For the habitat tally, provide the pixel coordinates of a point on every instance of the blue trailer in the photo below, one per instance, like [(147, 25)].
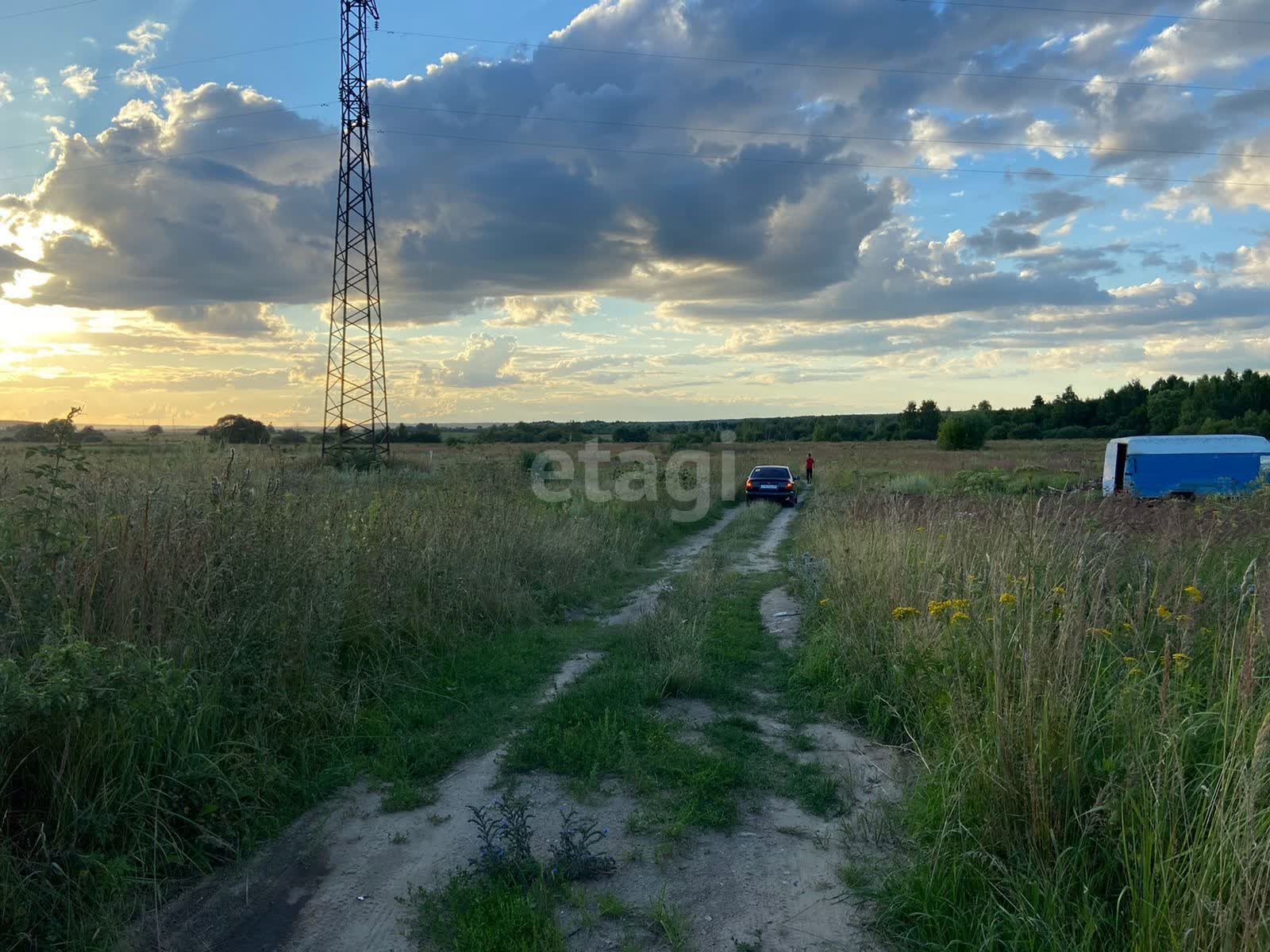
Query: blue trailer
[(1160, 467)]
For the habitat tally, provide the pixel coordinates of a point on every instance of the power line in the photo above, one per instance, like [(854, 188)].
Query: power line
[(190, 122), (814, 135), (1090, 13), (844, 67), (768, 160), (244, 52), (152, 159), (46, 10), (765, 160)]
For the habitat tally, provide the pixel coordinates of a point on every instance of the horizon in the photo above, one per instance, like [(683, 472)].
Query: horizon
[(724, 213)]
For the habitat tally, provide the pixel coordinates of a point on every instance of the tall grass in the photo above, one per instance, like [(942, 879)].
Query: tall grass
[(190, 644), (1085, 687)]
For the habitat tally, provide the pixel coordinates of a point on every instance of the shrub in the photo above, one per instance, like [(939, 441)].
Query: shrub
[(963, 432)]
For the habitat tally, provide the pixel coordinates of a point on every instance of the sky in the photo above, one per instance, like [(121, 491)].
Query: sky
[(639, 209)]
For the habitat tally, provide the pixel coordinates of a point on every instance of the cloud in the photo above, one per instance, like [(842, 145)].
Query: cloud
[(80, 80), (529, 311), (144, 46), (592, 338), (766, 232), (482, 363)]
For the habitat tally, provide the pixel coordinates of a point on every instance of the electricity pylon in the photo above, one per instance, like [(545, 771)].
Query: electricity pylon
[(357, 405)]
________________________
> _Task_
Copy every line of the records above verbatim, but leave out the picture.

> _Answer to this problem_
For the habitat tally, provide the pixel coordinates of a point on every instance of the blue trailer in the photo below, one per instance, like [(147, 25)].
Query: blue trailer
[(1160, 467)]
For the habitat tally, provide the pixel coordinates of a point on every instance of the power line in the photo above, one per instance, like [(854, 188)].
Query: power line
[(190, 122), (814, 135), (1090, 13), (844, 67), (768, 160), (244, 52), (152, 159), (46, 10), (765, 160)]
For the habitat tally, provide the pixel coordinates of a point on every instance of the horizon in the photo above, one per instance, like [(683, 472)].
Query: horizon
[(724, 213)]
For the habitat tally, provide the pixel coordinates of a point on every instance of the tall grass in the photo above, one per instance, like [(942, 879)].
Query: tall grass
[(190, 644), (1085, 687)]
For the habitat tally, provide the pixel coordinates of a point on every instance of the shrub in the photo above, one per instance, like [(939, 441)].
Query: shrub
[(963, 432)]
For the habitat tally, provide the pixel coordinates of a point on every instance of the sky in the photo above, one per instance, like [(121, 491)].
Query: sky
[(639, 209)]
For the habitat tally, provide the pixel coordinates of a point on every instance of the cloud in the photo above, one per instance, like [(842, 145)].
Query: cloud
[(80, 80), (529, 311), (144, 46), (592, 338), (766, 232), (482, 363)]
For the habitat tally, provide the pixel coordinates of a point on every instance of the electricity pylon in the photo above, one per instance, like [(545, 771)].
Query: electricity pylon
[(357, 405)]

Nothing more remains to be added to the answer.